[Excerpts from point annotation data]

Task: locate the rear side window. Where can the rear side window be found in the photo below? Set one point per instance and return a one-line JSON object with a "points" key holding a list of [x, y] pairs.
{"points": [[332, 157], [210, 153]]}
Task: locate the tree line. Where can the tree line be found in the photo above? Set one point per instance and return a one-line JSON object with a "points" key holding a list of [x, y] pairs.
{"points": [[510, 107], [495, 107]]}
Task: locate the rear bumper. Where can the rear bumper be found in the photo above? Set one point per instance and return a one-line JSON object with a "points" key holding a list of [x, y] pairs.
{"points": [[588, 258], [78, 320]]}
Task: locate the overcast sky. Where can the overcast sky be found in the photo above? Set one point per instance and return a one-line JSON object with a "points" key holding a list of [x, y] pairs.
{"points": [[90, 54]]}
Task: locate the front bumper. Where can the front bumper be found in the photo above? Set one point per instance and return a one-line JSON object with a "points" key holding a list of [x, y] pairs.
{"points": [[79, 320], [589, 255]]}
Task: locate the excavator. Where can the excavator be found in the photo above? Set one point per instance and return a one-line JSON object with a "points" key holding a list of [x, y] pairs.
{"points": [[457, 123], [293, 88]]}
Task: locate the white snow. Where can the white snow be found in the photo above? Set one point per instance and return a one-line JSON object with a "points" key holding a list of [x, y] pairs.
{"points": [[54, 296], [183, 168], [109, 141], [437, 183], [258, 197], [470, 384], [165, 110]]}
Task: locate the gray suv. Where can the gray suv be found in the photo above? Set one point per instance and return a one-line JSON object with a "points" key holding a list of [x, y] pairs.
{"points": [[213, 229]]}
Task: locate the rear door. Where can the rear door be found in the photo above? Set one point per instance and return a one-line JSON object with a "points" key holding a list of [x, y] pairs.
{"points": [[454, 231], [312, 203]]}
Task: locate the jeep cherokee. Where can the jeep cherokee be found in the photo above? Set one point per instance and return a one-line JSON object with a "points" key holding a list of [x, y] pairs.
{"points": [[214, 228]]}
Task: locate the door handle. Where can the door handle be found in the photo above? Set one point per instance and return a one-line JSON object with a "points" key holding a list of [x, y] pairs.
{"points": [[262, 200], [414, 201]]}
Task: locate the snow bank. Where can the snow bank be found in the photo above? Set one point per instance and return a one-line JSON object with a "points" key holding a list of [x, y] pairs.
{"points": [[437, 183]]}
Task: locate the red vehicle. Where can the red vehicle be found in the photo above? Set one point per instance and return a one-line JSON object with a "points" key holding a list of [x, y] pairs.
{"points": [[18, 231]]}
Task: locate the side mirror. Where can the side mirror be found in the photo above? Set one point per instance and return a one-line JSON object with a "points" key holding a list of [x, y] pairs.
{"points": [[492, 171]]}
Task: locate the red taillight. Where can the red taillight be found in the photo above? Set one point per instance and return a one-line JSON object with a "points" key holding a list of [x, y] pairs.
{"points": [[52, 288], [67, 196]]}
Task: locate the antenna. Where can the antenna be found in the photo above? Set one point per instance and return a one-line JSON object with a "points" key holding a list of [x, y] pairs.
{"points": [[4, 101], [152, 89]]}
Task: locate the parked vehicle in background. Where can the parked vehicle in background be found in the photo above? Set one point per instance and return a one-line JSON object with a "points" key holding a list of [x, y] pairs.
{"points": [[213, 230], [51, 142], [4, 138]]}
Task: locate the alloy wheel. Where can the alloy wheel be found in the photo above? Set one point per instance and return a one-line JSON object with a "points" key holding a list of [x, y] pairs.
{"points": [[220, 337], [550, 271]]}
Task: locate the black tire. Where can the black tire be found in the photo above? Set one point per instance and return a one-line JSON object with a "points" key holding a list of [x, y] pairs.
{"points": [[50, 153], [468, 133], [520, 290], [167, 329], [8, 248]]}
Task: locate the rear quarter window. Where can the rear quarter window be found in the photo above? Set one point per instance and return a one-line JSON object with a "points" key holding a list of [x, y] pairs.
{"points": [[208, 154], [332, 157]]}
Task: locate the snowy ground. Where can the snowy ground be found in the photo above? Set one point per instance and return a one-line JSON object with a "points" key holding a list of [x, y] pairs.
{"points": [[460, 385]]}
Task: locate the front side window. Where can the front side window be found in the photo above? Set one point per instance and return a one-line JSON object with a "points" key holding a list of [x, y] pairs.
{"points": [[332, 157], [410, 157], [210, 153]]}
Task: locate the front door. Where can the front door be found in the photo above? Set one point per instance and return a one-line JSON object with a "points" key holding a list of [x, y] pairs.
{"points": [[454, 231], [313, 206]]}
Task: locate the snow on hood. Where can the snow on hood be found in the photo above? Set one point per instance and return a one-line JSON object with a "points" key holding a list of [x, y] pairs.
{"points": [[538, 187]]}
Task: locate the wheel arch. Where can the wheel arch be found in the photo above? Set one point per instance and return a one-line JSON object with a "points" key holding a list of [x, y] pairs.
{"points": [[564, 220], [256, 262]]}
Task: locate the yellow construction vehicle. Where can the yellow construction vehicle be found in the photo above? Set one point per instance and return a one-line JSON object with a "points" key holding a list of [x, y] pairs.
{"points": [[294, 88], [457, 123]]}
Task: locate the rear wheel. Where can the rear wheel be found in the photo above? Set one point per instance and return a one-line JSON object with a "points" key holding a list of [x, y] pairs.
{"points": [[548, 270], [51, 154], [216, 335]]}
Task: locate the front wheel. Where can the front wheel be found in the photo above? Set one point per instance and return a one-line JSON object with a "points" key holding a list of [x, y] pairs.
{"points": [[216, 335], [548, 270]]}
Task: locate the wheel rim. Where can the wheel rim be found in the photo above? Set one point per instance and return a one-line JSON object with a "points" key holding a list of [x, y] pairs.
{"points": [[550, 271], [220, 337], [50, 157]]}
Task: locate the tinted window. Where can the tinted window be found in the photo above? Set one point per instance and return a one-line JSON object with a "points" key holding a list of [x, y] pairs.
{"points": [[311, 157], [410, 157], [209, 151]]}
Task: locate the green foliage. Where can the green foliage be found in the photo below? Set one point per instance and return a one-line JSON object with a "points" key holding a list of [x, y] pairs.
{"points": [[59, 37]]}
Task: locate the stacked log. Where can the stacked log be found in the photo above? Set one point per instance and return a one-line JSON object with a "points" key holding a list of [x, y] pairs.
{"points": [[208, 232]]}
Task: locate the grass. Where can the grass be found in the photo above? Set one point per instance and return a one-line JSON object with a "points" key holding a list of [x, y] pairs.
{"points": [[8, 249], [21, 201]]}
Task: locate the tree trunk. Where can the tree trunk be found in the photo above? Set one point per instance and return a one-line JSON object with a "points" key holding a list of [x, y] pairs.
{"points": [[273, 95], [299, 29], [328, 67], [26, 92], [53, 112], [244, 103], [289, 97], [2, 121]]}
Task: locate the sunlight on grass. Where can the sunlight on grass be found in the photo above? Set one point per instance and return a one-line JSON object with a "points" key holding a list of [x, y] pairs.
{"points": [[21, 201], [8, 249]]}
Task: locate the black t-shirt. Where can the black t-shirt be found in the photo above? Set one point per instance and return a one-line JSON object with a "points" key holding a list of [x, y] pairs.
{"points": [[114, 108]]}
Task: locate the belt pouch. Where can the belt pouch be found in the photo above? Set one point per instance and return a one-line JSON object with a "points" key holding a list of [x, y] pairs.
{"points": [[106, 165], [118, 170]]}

* [Work to do]: Rewrite the stretch of the listing from the line containing "Task: locate the belt" through the end of the listing as a two-column CSV with the header columns instruction and answer. Each row should pair one instruction with the answer that follows it, each value in a single quoted field with line breaks replaced by spaces.

* [Response to this exercise]:
instruction,answer
"Task: locate the belt pouch. Where can the belt pouch be found in the photo above? Set one point per instance and return a one-line JSON object with a ""points"" key holding a list of [x, y] pairs.","{""points"": [[106, 165], [118, 170]]}"